KUTIPAN HALAMAN:
Imam an-Nawawi dalam Syarh Shahîh Muslim, menjelaskan, bahwa jika seseorang ingin berbicara hendaknya ia berbicara, jika apa yang ingin ia bicarakan adalah baik, mendapatkan pahala, baik yang wajib maupun mandub. Sebaliknya, jika tidak tampak bahwa perkataan itu baik dan mendapatkan pahala, hendaknya ia diam tidak berbicara. Demikian pula Ibn Hajar al-’Ashqalani menjelaskan bahwa hadist tersebut meliputi seluruh perkataan, dan rasul hanya mengizinkan berbicara pada perkataan yang baik. Selain yang demikian, rasul memerintahkan untuk diam.

Dengan demikian, hadist ini mengandung dua poin. Pertama, dorongan (perintah) untuk mengatakan yang baik, yaitu sesuatu yang diridhai Allah. Menurut al-Munawi, hadist ini juga memberi faedah bahwa perkataan yang baik itu lebih dikedepankan daripada diam, karena perintah berkata lebih dulu disebutkan daripada diam itu sendiri.

DAFTAR TUGAS:
[A] Dalam kutipan tentang adab berbicara, apa yang dijelaskan Ibn Hajar al-'Ashqalani mengenai cakupan hadis tersebut?
[B] Berdasarkan kutipan tentang adab berbicara, jelaskan alasan al-Munawi menyatakan bahwa perkataan yang baik lebih dikedepankan daripada diam.
[C] Teruskan kutipan tentang adab berbicara, dimulai sesudah kalimat terakhir yang ditampilkan.

DATA TERSIMPAN:

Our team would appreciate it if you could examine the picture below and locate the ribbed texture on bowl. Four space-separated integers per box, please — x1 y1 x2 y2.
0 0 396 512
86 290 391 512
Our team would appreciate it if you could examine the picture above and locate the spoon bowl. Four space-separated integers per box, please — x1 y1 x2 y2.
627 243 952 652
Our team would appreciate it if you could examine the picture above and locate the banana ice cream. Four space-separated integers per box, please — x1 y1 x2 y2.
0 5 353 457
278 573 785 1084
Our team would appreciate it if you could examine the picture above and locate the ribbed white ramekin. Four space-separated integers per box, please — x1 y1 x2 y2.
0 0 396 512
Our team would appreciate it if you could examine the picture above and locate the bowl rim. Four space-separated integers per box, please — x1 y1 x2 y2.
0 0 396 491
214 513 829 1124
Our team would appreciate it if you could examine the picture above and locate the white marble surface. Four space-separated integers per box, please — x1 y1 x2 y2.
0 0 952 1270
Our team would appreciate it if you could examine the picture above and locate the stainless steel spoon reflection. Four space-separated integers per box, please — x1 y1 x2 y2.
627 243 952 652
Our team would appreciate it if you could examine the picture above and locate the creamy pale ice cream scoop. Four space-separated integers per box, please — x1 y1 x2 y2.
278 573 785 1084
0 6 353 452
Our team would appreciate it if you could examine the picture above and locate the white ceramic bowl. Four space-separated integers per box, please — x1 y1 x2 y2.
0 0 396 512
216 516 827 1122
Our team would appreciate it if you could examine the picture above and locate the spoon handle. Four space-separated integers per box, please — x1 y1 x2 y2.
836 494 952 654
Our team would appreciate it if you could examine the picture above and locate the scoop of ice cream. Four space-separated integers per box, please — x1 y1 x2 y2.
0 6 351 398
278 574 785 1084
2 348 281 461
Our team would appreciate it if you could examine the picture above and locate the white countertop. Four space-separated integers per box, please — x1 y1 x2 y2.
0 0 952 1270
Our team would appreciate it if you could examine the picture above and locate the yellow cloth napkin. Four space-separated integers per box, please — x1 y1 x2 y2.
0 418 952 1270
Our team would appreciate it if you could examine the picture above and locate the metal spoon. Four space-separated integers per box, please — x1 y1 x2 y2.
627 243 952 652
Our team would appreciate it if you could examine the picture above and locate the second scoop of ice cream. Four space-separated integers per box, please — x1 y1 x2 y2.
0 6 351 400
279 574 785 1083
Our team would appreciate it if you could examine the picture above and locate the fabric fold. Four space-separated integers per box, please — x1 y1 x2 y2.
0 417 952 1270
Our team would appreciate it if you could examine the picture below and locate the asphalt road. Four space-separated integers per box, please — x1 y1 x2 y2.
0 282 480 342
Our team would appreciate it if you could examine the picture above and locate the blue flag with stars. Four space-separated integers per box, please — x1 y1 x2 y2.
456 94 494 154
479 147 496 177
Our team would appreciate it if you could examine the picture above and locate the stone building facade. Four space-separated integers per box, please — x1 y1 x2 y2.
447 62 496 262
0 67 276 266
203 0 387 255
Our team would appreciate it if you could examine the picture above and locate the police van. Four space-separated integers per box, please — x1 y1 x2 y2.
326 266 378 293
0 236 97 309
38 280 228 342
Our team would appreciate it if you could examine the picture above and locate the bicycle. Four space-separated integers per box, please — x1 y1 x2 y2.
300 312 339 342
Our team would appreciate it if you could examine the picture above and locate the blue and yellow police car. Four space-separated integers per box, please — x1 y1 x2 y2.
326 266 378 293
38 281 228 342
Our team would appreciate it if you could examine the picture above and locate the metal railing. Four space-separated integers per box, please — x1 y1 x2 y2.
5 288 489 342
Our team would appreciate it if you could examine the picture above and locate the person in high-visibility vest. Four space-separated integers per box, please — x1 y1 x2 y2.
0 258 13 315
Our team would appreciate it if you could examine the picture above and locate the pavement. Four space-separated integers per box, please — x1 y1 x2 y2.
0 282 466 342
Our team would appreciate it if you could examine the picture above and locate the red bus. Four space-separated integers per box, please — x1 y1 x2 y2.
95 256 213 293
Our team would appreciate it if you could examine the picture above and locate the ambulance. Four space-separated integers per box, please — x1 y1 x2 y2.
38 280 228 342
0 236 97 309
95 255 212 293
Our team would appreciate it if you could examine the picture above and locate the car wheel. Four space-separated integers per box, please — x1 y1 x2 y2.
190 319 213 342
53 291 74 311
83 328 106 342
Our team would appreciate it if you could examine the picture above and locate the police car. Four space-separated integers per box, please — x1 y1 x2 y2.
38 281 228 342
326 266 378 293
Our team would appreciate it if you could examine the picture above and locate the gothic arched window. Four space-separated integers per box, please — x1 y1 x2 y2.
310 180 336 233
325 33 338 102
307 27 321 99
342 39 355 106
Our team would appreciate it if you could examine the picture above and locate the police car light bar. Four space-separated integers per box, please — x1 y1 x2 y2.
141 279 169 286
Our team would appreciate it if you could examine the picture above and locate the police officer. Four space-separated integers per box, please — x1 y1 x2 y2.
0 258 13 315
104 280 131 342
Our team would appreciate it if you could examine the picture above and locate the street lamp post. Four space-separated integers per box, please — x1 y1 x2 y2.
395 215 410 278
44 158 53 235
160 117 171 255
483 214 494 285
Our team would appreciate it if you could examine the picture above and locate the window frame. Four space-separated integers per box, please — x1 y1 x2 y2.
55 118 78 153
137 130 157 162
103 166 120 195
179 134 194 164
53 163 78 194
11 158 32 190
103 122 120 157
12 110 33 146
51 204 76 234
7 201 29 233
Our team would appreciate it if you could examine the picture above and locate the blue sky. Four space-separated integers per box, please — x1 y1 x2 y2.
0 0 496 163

HASIL LATIHAN:
[A] Hadis tersebut meliputi seluruh perkataan.

[B] Al-Munawi menyatakan demikian karena dalam hadis itu perintah untuk berkata disebutkan lebih dulu daripada perintah untuk diam.

[C]
Kedua, perintah untuk diam, yaitu perintah untuk tidak mengatakan hal yang buruk, yang dibenci dan dimurkai oleh Allah. Kata “aw (atau)” tidak bermakna takhyîr (pilihan) untuk mengatakan atau tidak mengatakan yang baik. Dalam al-Muntaqâ Syarh al-Muwatha’ dinyatakan, “Diam dari mengatakan yang baik dapat juga berbentuk seperti, dzikrullah, amar-ma’ruf nahi-mungkar bil-isyaroh (dengan isyarat), dan lain sebagainya. Jadi, maknanya adalah hendaknya ia berkata yang baik atau diam dari berkata yang buruk dengan tetap melakukan hal yang baik pula.”

Lantas apakah melakukan sebuah perubahan kepada arah yang lebih baik itu buruk?, haruskah kita diam melihat kekacauan di sekeliling kita?, padahal dengan keadaan diam pun kita dituntut untuk beramar-ma’ruf nahi-munkar.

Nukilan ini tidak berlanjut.